WRITTEN REQUEST: Convert the records below into a two-column CSV with the headers request and response, one row per request. Put each request's text and its answer in a single quoted field, replacing line breaks with spaces.

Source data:
** Begin **

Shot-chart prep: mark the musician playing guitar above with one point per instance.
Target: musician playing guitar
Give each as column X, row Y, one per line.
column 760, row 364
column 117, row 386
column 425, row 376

** End **

RIGHT ANSWER:
request,response
"Shot-chart prep: mark the musician playing guitar above with one point per instance. Target: musician playing guitar Give each as column X, row Y, one per line.","column 760, row 364 column 117, row 386 column 425, row 376"